> **WHAT IS ASKED**:
Return the whole listing, line for line, without the pictures in it.

> **INPUT RECORDS**:
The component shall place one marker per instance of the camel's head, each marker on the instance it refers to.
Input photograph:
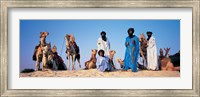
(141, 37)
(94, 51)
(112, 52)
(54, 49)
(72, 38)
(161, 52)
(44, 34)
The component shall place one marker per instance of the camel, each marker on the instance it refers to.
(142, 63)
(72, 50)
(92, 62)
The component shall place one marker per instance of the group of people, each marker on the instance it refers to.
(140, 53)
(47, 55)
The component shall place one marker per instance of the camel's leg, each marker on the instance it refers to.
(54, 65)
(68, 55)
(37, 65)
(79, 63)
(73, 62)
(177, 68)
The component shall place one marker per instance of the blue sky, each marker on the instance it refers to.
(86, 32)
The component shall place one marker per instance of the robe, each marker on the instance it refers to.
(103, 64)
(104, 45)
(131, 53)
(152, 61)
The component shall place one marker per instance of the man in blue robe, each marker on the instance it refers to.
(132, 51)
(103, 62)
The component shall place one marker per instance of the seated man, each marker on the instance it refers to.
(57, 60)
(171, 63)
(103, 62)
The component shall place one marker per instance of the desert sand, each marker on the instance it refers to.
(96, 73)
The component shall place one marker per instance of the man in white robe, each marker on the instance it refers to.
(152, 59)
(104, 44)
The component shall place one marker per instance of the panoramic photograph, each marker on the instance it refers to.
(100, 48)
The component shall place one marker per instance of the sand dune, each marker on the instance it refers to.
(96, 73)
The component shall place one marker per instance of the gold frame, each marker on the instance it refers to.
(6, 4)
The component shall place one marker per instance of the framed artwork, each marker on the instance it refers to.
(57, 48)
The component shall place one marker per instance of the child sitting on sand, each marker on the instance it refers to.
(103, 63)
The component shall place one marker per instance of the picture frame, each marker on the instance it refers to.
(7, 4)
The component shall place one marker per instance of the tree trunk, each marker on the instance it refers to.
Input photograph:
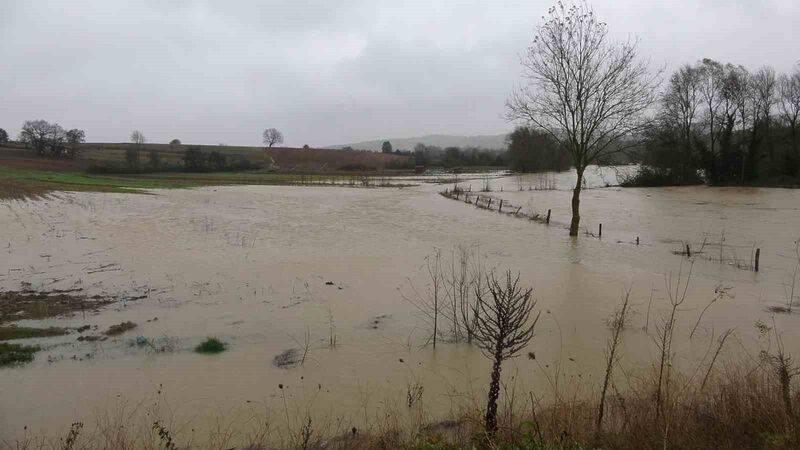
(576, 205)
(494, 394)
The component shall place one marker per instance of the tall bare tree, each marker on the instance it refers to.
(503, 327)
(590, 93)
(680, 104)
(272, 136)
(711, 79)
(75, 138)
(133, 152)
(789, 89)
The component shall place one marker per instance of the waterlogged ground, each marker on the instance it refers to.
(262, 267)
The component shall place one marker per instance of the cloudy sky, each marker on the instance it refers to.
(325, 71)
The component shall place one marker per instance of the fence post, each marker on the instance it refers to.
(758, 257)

> **CORRECT ANSWER**:
The component shall place one marker per instance of the camel's head, each marker on the instance it refers to.
Input photograph:
(141, 37)
(94, 51)
(112, 52)
(54, 49)
(72, 38)
(161, 52)
(44, 34)
The component shall place one marker per instance of the camel, each marker on the instance it refers to.
(142, 63)
(72, 50)
(92, 62)
The component shall place one marker per instance of the group of people, each marker on the instance it refers to.
(140, 53)
(47, 55)
The component shall place one marker per instance of the camel's leg, each marker on the instance it refers to.
(54, 65)
(68, 55)
(37, 65)
(79, 63)
(73, 62)
(177, 68)
The component shall place one marker per instance of the blue sky, each marker on the instance it refers to.
(86, 32)
The component shall place one marker per instance of the robe, each marker on the instance it refers to.
(103, 64)
(104, 45)
(131, 53)
(152, 61)
The component shall place one marker per instance of the man in blue robe, each marker on the instance it refers to.
(132, 51)
(103, 62)
The component shall place one marker per instance of the seated man, each marker on the instance it refers to.
(57, 60)
(171, 63)
(103, 62)
The component shall place one marker per instance of the desert sand, each marker on the instance it refers to.
(96, 73)
The component shall place one marker per instance of the man in white robe, each marker on the instance it refers to.
(152, 59)
(104, 44)
The component shall place one marker per instance of the panoramic photograph, each marker on the instance it refers to.
(100, 48)
The component shall place one marker per instance of the sand dune, each marker on the instance it refers to.
(96, 73)
The component shall place one marker per instance of the gold frame, each marker on the instance it refers to.
(6, 4)
The component shall place one marker per instance of the framed artwork, each marker on the instance it refers to.
(57, 48)
The component shall place one marker per instance of the child sitting on sand, each marker on the instance it refers to.
(103, 63)
The component shall place one marker per instance of the picture frame, each marker on the instance it refers to.
(7, 4)
The component shall place one marker per instance of the tree trunk, each marker on the instance it refers to.
Input photograph:
(576, 205)
(494, 394)
The component shall place one marker per instance of the tall bare tree, each marker on the instance it refers to.
(503, 327)
(590, 93)
(680, 104)
(272, 136)
(711, 79)
(75, 138)
(133, 152)
(789, 89)
The component shall place one marker per instance of the waterlogged ground, each marker on the instance it refers to.
(262, 267)
The component shall place one marker per instance of the cloudy sky, each marker on the instance it refers to.
(325, 71)
The component shall place one marker per instance of the fence post, each marker on the instance it refers to.
(758, 257)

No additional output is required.